# [EXERCISES]
[a] How would you render this sentence from the Civil War oddities posts in Spanish: "Vice-President Alexander H. Stephens suffered all his life from a severe case of clubfoot."
[b] Carry on the Civil War oddities posts, starting right after their final sentence.

# [EXTRACT PROVIDED]

..........

Wednesday, January 30, 2013

Civil War Oddities #73


Although many amputees and cripples gave up, others did not. Had all commanders minus the use of as leg or an arm been brought together, they’d have been numerous enough to form their own brigade.


Union Brig. General Egbert B. Brown took a direct hit in the shoulder at Springfield, Missouri, in January 1863. For the duration of the war he had only one usable arm, but he sometimes commanded cavalry forces.

Wednesday, January 23, 2013

Civil War Oddities #72


Union Brig. General Davis Tillson suffered a pre-war injury that led to amputation of a foot. Hobbling from battery to battery, he commanded artillery that defended both Cincinnati and Knoxville.

At least three well-known Confederates could sympathize with Tillson. Vice-President Alexander H. Stephens suffered all his life from a severe case of clubfoot. Col. Roger W. Hanson had “an especially peculiar gait” as a result of taking a bullet in his leg during a pre-war duel. Brig. General Henry H. Walker lost a foot as a result if a wound at Spotsylvania.




Wednesday, January 16, 2013

Civil War Oddities #71


Francis R. Nicholls was a Confederate double amputee who wouldn’t give up. During the first battle of Winchester he lost an arm, and at Chancellorsville a Federal shell caused him to lose a foot. Assigned to post duty for a period, the brigadier became head of conscription in the Trans-Mississippi Department. Returning to Louisiana and admitting that he was “only the broken remnant of the man who marched off to fight the Yankees,” he served two terms as governor before becoming head of the state supreme court.

..........

Natural language region descriptions
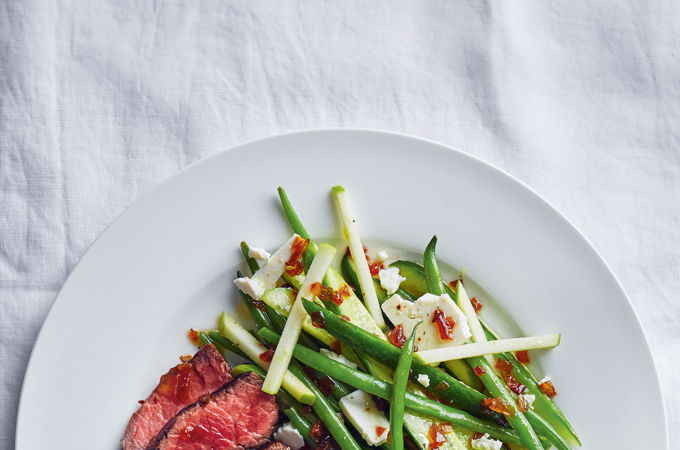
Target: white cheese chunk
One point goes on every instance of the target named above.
(269, 273)
(408, 314)
(290, 436)
(361, 411)
(261, 255)
(390, 279)
(252, 288)
(486, 443)
(423, 379)
(339, 358)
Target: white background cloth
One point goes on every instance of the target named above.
(100, 101)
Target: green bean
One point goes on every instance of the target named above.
(373, 386)
(338, 389)
(441, 383)
(325, 409)
(434, 278)
(258, 315)
(401, 375)
(288, 399)
(225, 343)
(294, 409)
(491, 381)
(543, 406)
(297, 227)
(300, 424)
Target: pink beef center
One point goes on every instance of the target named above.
(241, 417)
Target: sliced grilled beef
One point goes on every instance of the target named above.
(237, 416)
(183, 385)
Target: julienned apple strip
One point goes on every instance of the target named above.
(232, 330)
(291, 332)
(523, 423)
(351, 234)
(417, 426)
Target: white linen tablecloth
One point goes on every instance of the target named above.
(101, 100)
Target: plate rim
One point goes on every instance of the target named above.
(149, 192)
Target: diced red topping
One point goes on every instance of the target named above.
(523, 356)
(294, 264)
(444, 324)
(375, 268)
(396, 336)
(435, 437)
(345, 291)
(267, 356)
(337, 298)
(474, 437)
(326, 293)
(194, 337)
(310, 372)
(317, 431)
(548, 388)
(522, 404)
(503, 367)
(514, 385)
(325, 384)
(443, 385)
(318, 319)
(259, 304)
(453, 284)
(498, 405)
(380, 403)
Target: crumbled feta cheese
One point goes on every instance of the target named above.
(486, 443)
(261, 255)
(390, 279)
(269, 273)
(251, 287)
(528, 398)
(361, 411)
(408, 314)
(339, 358)
(290, 436)
(423, 379)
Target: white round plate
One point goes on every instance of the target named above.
(166, 265)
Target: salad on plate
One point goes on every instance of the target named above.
(352, 351)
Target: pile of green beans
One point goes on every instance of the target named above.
(401, 376)
(524, 424)
(382, 389)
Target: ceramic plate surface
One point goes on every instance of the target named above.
(168, 262)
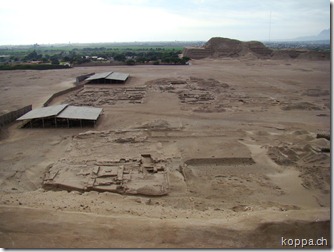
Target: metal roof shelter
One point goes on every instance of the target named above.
(55, 115)
(84, 113)
(108, 77)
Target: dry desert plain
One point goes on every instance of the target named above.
(240, 142)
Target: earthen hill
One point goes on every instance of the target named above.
(218, 47)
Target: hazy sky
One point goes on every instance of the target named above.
(63, 21)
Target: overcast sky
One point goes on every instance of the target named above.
(64, 21)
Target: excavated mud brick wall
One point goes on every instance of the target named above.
(61, 93)
(13, 115)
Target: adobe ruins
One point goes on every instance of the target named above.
(218, 47)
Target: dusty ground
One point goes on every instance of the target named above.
(245, 165)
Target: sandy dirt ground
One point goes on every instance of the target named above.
(242, 140)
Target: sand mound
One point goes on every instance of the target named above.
(218, 47)
(225, 47)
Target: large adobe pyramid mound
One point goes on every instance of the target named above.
(224, 47)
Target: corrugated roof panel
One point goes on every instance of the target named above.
(99, 76)
(43, 112)
(118, 76)
(80, 112)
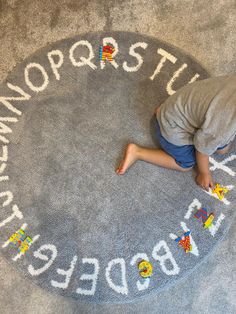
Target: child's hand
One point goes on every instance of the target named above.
(205, 180)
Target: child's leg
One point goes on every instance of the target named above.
(156, 156)
(223, 150)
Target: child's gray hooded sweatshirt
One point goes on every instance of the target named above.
(202, 114)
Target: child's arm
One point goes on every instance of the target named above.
(203, 178)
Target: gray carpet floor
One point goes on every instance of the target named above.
(206, 32)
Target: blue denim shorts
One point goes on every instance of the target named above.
(184, 155)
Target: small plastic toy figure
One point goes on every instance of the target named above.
(209, 221)
(145, 269)
(185, 242)
(220, 191)
(25, 244)
(105, 53)
(206, 219)
(17, 237)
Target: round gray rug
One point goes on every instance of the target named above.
(67, 221)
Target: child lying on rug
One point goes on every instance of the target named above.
(198, 120)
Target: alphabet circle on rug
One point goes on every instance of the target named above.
(66, 117)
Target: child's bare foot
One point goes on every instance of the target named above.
(129, 159)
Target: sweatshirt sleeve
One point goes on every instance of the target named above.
(206, 142)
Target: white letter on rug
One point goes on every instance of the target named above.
(194, 206)
(141, 256)
(137, 56)
(169, 89)
(163, 258)
(57, 65)
(166, 56)
(123, 289)
(16, 213)
(4, 156)
(38, 254)
(221, 165)
(44, 75)
(194, 246)
(67, 273)
(106, 41)
(93, 277)
(83, 61)
(5, 100)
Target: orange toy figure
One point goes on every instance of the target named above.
(105, 53)
(220, 191)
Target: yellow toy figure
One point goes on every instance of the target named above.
(25, 245)
(145, 269)
(105, 53)
(220, 191)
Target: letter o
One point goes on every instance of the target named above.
(44, 75)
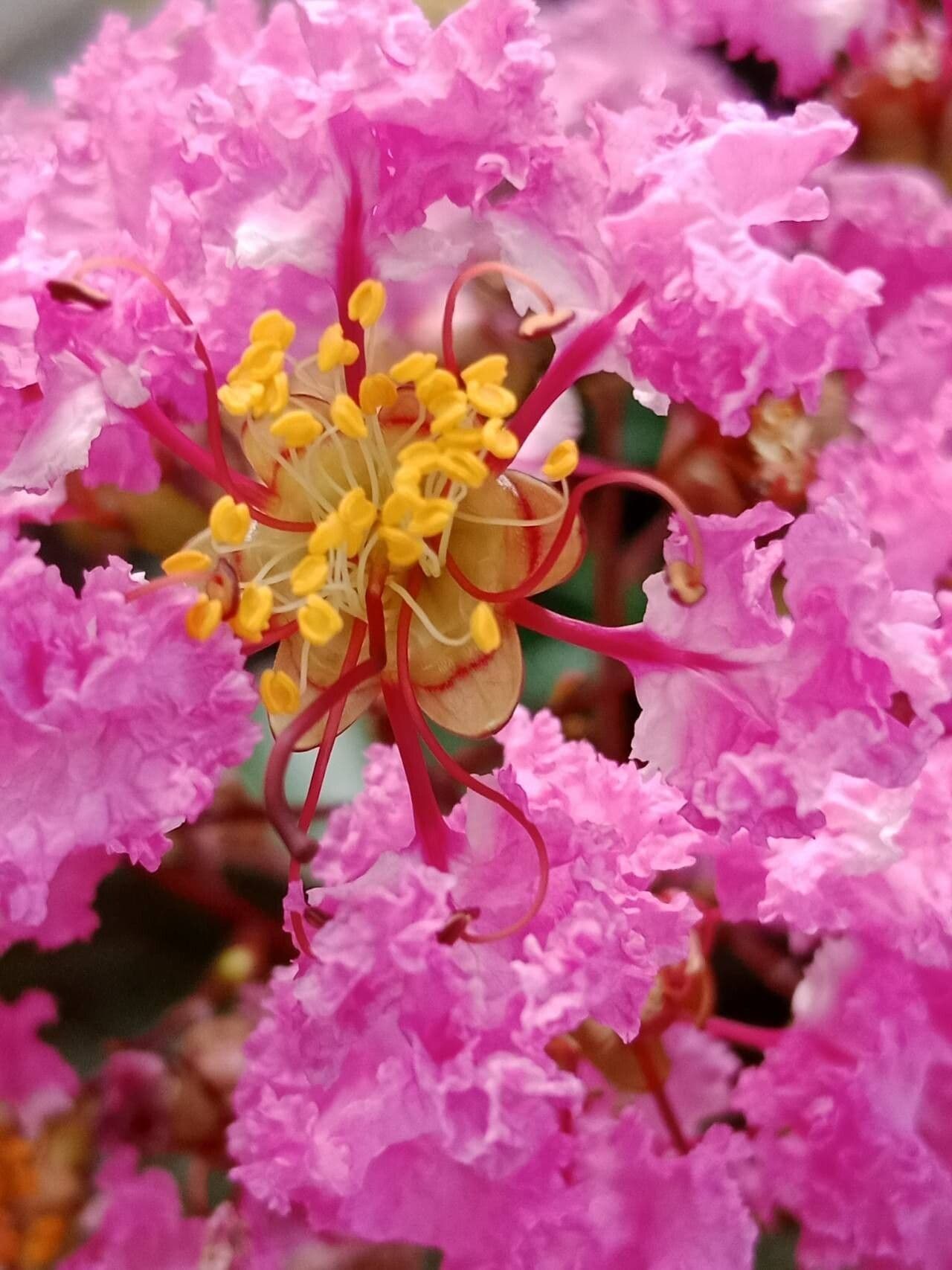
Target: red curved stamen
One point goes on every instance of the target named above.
(295, 838)
(225, 474)
(479, 271)
(567, 368)
(627, 479)
(634, 646)
(470, 781)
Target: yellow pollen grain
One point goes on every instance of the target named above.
(432, 517)
(328, 533)
(319, 621)
(492, 399)
(376, 393)
(448, 413)
(484, 629)
(272, 328)
(434, 386)
(187, 562)
(309, 574)
(274, 398)
(501, 442)
(347, 417)
(280, 693)
(334, 350)
(203, 618)
(492, 368)
(414, 366)
(463, 468)
(240, 398)
(254, 611)
(367, 303)
(260, 362)
(463, 438)
(402, 549)
(230, 521)
(298, 429)
(562, 460)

..........

# [RESULTS BY TASK]
[a] El vicepresidente Alexander H. Stephens padeció toda su vida un caso grave de pie zambo.

[b]
Wednesday, January 9, 2013

Civil War Oddities #70


Guiding his horse during the heat of battle, a line officer sometimes wished for an extra arm. That way he could use his revolver while holding his reins and waving signals to his aides.

Confederate Major General John B. Hood tops the list of those who kept on going with inadequate body equipment. At Gettysburg, an injury to his left arm left it all but useless. Chickamauga then cost him his right leg, which was amputated very close to his trunk. Hood therefore led Confederates in the battle of Atlanta while strapped into his saddle, wearing a five thousand-dollar French made cork leg.

Though notoriously temperamental, drugs may have affected his judgment. Trying to cope with constant pain, he used laudanum in such quantities that some medical analysts suggest it may have produced euphoria.


Wednesday, January 2, 2013

Civil War Oddities #69


Scores of Federal officers were awarded post-war brevets as brigadier generals. Some of the men who received the strictly honorary title had long and distinguished records; others knew how to pull political strings.

Because he was not among those to whom: “honorary and temporary promotions” were given, the name of Col. Eli Lilly does not appear in standard Civil War dictionaries and encyclopedias. In postwar years, however, the man who was bypassed when congressmen and senators handed out large numbers of brevets headed an Indianapolis pharmaceutical firm. Because his corporation was a pioneer in making and distributing insulin and other life-saving medications, the name of Eli Lilly is now familiar around the world.


Thursday, December 27, 2012

Civil War Oddities #68


Daily prodding by New York Tribune headlines that demanded “on to Richmond” probably contributed to the Federal fiasco at Bull Run in July 1861. Publisher Horace Greely heartily supported the war effort at that time, but he parted company with Lincoln over the issue of slavery.

Former warmonger Greeley, whose newspaper is widely regarded as having been the most influential in the nation, eventually headed a Northern movement whose aim was to affect a negotiated peace. After the war, he signed the bail bond of Jefferson Davis despite warnings that such a move could cut circulation of the Tribune in half.

Nominated for the presidency by liberal Republicans in 1872 and supported by Democrats, Greely might have gone to the White House had his opponent been anyone other than Ulysses S. Grant.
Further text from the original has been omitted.